● Document:
[BEGIN]

Free Spice Or Cheap Spice Simulator-Where To Start?
I have in mind a couple of very simple circuits with transformers I would like to mess around with in simulation before trying. I would prefer if the spice simulator contained a loudspeaker to sim, but this is not entirely necessary. The ability to simulate a transformer would be, however.

The demo version of LSPCAD for Adire drivers allows you to simulate passive crossover networks, but lacks the ability to use transformers. Hence my turning to circuit simulators.

Any suggestions where to look? I never used a spice simulator before.

jan.didden 11th February 2007 11:27 AM

Have you searched???

Jan Didden

Pjotr 11th February 2007 12:10 PM

Hmm Jan,

Me think there is something more to say about PSpice in the context of LS simulation. PSpice by itself is nothing more then a numeric solver for differential equations.

The syntax of it is kind of a programming language. You have to understand this syntax to be able to really know what you are doing and to model the things you want to simulate, like loudspeakers..

Nowadays the are a lot of Pspice simulators which have an integrated schematic capture front end that automatically generates the Pspice listing in the background for you and are easy to use.

Kelticwizard, to get your feet wet, here you can download a free student/evaluation version of Microcap: It is limited to 50 components but that is more than sufficient to simulate what you intend. Besides this software get a good introductory textbook about PSpice.

[END]

(Dataset rows showing where objects appear)
[BEGIN]

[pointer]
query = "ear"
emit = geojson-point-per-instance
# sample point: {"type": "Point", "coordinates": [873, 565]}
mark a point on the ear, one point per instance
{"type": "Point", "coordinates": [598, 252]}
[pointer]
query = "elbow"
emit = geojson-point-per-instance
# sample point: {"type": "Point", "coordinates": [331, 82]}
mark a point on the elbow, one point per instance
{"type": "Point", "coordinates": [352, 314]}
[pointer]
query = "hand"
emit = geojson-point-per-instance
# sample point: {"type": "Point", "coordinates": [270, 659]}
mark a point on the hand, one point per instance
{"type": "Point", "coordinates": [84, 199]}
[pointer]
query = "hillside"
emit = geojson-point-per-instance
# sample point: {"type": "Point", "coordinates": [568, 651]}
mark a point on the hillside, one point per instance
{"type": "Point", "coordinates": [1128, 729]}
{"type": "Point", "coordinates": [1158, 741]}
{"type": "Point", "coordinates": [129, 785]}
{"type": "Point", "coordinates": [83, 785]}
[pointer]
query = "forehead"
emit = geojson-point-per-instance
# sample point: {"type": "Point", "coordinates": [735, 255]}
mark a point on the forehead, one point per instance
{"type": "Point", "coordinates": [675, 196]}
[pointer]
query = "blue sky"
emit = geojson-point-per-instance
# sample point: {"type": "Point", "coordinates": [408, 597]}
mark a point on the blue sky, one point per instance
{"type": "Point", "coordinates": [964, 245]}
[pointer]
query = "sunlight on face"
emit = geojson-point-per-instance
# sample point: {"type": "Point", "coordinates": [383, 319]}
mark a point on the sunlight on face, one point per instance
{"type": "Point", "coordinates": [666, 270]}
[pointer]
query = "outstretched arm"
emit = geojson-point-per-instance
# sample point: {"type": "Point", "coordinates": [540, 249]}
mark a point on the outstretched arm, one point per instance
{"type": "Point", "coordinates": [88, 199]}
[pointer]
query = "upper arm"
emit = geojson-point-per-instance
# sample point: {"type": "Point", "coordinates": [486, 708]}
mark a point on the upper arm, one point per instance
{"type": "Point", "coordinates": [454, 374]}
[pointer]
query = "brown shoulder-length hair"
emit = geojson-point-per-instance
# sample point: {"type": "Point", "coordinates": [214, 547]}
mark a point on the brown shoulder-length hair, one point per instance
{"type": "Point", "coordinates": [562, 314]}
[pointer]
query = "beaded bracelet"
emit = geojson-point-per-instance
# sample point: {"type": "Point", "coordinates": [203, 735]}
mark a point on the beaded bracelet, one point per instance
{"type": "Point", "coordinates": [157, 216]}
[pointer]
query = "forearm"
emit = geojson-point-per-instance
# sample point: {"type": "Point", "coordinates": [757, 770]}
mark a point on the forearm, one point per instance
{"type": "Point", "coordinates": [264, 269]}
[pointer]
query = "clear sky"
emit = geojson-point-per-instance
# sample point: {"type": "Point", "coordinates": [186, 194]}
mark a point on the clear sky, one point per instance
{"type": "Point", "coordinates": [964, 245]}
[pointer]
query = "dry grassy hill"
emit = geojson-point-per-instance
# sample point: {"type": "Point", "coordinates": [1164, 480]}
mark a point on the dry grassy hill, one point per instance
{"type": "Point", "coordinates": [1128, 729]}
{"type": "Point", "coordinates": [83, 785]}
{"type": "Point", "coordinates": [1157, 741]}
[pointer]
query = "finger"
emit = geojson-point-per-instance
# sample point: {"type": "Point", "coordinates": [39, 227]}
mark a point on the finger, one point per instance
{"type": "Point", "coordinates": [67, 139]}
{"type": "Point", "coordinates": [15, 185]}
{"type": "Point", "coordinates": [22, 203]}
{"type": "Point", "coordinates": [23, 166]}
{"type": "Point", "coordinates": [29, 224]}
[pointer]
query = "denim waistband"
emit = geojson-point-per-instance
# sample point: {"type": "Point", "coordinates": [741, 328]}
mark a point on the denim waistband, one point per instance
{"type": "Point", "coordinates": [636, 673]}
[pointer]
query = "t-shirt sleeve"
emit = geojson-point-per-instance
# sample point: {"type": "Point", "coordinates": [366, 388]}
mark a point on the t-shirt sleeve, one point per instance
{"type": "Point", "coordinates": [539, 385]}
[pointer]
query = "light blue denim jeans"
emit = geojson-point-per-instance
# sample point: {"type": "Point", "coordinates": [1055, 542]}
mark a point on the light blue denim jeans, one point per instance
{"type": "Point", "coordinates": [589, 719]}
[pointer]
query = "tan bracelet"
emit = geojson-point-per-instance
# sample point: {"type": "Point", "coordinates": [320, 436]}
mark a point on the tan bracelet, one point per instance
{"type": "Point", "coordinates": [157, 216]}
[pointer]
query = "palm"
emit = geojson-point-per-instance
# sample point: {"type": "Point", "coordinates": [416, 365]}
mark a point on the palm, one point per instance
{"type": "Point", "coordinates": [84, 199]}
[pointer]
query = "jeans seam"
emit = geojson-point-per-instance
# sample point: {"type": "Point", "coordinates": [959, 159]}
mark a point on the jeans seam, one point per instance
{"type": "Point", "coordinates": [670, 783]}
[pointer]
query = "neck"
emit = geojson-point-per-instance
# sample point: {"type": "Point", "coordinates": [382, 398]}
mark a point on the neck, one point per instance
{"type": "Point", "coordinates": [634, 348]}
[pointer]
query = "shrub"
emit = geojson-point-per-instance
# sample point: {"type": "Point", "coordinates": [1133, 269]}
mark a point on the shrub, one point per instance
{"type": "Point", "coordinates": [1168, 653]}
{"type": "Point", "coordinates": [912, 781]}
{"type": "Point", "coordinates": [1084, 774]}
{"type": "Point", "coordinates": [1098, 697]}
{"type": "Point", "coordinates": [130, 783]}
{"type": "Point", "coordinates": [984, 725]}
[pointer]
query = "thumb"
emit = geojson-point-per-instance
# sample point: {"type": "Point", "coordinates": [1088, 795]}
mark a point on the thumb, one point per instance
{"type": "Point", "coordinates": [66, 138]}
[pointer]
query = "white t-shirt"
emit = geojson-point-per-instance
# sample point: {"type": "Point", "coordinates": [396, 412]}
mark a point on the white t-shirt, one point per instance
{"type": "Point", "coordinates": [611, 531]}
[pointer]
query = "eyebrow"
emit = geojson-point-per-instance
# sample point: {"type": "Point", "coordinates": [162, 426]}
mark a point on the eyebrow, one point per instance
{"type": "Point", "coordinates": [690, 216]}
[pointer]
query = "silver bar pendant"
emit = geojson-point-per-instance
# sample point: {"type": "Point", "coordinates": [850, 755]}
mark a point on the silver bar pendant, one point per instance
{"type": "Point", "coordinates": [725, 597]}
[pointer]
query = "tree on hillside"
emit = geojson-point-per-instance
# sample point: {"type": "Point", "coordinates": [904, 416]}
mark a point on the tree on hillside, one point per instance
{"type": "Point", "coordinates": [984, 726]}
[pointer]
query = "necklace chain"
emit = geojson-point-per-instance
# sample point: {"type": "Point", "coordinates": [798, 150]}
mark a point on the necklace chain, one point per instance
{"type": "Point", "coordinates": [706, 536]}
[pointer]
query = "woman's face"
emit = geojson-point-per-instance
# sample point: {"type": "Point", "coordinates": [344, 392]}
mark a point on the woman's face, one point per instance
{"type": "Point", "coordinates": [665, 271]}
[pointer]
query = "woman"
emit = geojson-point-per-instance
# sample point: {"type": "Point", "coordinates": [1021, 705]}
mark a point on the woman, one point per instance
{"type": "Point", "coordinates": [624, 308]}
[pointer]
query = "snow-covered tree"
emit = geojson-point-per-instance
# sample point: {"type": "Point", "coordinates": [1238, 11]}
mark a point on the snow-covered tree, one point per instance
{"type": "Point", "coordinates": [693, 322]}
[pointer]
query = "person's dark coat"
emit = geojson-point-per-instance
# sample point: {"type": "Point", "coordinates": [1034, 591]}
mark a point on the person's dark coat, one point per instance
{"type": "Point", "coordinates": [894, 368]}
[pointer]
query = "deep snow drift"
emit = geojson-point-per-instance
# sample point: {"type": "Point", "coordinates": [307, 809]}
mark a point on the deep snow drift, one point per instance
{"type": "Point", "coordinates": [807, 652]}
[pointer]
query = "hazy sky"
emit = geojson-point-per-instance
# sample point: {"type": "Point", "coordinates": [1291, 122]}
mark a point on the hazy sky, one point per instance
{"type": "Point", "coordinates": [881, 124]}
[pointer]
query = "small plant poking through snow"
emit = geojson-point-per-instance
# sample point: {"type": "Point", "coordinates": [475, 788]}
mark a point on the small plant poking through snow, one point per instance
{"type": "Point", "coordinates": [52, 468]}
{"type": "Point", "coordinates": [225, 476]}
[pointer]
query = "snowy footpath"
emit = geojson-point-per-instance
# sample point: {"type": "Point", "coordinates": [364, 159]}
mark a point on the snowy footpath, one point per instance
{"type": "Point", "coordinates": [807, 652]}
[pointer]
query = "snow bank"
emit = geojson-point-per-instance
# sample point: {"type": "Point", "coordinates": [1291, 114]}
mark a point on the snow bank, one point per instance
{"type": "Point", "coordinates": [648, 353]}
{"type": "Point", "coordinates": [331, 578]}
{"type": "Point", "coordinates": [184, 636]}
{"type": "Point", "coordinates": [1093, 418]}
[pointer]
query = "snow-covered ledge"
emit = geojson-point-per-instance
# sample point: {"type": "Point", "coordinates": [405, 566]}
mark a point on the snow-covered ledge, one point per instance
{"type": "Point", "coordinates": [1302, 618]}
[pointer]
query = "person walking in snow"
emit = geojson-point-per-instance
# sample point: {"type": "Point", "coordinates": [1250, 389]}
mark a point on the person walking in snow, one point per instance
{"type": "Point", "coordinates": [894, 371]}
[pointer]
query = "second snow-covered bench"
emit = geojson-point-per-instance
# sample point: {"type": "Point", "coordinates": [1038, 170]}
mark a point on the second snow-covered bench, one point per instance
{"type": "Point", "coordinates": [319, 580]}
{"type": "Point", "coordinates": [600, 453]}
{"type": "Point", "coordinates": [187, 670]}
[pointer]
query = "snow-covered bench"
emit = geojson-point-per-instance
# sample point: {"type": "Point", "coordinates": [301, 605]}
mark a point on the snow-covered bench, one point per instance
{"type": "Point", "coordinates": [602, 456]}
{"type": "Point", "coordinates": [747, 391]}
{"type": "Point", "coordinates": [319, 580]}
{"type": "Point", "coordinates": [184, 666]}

[END]

● Request:
Answer the following about the forum thread on spice simulators above.
1. What ability does the demo version of LSPCAD for Adire drivers lack?
2. According to Pjotr, what is PSpice by itself?
3. How many components is the free student/evaluation version of Microcap limited to?

● Problem solution:
1. It lacks the ability to use transformers.
2. It is nothing more than a numeric solver for differential equations.
3. It is limited to 50 components.